→ EXTRACT:
== Segment start ==

Desperately Dating Articles Doin’ The Co-Parenting Dance

Doin’ The Co-Parenting Dance

Ever been triggered by an ex? Led right down the garden path to old patterns that make you just as crazy now as they did before? Yep, right here. It is a special kind of hell when you are trying to co-parent kids with an ex. In the midst of all of this coronavirus mess, my kids’ dad and I are trying to help steer our teenagers to act reasonably responsibly. That’s a tall order. Because they are teens and therefore selfish and invincible. Asking them to sacrifice their social lives for the greater good just doesn’t go very far.

I try to be a good parent and stretch their minds to the limits that their developmental stage will allow though. I involve them in discussions in an effort to model good decision-making skills. I’m uncomfortable as a parent (and person) with ultimatums and unilateral authoritarian rules so I always try to give them a “why”. I want them to learn good critical thinking skills now so that they can collect and process information to make good decisions in the future, all on their own.

I thought my ex and I could model that for them jointly, it has been over 5 years since we split up after all. I was wrong. So instead, my kids had a front row seat for a vivid reminder of why their parents are no longer together. He doesn’t like it when I challenge him and I don’t like it when he dismisses my ideas, then our communication degenerates from there. Lesson (re-)learned. I guess maybe it is ok to test the waters periodically to see if things have progressed to a point where productive discussion is possible with your ex. Or maybe I’m just deluding myself! Or painfully naïve.

These be murky waters and I don’t have great advice here. What I take away from my own experience in this situation is that I really don’t like how I feel doing this familiar dance with him again. We ended the relationship for good reasons and we’ve healed and moved on separately to happy lives. However, clearly nothing has magically changed or improved in that intervening time to fix our inability to communicate effectively with each other about difficult things. I’m probably going to wholesale avoid it in the future and not even continue to try. It pains me to say that, but it’s just not worth it, too damaging for all involved. So, I guess we will have to stay stuck, go back to our respective corners, and continue to pleasantly parallel parent to the best of our abilities. I sent a little note apologizing to him for my part in things going wrong this time around and I’ll work on acceptance that our communication problem is not fixable. Until I feel hopeful and misguidedly try again. Ha! I do know myself. Onward and awkward!

== Segment end ==

→ WHAT THE TASK REQUIRES: According to the co-parenting article, how long ago did the writer and the ex split up?

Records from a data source
== Segment start ==

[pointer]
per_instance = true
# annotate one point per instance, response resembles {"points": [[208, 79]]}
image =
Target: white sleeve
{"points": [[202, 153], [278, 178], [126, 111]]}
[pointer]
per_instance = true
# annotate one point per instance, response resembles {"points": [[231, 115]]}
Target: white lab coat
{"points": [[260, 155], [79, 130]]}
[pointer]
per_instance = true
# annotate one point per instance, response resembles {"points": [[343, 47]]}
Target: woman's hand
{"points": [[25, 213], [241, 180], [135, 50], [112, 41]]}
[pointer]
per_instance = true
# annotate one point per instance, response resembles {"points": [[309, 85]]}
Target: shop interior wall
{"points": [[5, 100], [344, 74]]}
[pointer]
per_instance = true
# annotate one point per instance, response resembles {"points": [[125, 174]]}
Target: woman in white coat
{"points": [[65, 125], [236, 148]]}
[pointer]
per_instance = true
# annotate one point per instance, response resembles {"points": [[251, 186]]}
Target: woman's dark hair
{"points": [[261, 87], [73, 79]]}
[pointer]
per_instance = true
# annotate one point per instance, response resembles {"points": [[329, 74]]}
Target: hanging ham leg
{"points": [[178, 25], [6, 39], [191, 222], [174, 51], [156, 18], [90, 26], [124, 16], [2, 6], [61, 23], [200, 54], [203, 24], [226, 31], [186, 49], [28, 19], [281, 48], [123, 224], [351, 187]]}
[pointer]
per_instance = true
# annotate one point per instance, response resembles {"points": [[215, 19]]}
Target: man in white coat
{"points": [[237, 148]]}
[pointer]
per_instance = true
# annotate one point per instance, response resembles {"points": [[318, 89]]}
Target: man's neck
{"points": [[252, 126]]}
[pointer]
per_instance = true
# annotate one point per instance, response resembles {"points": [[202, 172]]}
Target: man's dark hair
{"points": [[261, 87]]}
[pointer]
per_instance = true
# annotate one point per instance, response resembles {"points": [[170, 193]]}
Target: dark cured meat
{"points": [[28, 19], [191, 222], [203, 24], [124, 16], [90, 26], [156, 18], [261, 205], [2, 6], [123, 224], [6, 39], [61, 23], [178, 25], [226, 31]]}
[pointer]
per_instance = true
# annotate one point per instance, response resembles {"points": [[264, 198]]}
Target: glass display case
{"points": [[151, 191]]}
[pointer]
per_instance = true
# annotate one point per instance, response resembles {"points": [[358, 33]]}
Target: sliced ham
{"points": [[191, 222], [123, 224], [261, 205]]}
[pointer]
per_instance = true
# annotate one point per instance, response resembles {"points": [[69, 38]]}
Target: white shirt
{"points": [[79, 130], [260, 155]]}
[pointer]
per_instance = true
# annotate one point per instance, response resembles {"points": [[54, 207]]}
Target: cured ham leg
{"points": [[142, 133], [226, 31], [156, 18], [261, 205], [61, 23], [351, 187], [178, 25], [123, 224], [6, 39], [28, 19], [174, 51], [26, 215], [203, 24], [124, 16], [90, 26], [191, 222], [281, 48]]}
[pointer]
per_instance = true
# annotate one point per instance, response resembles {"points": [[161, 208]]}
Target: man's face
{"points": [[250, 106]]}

== Segment end ==

→ ANSWER TO THE EXERCISE: Over 5 years ago.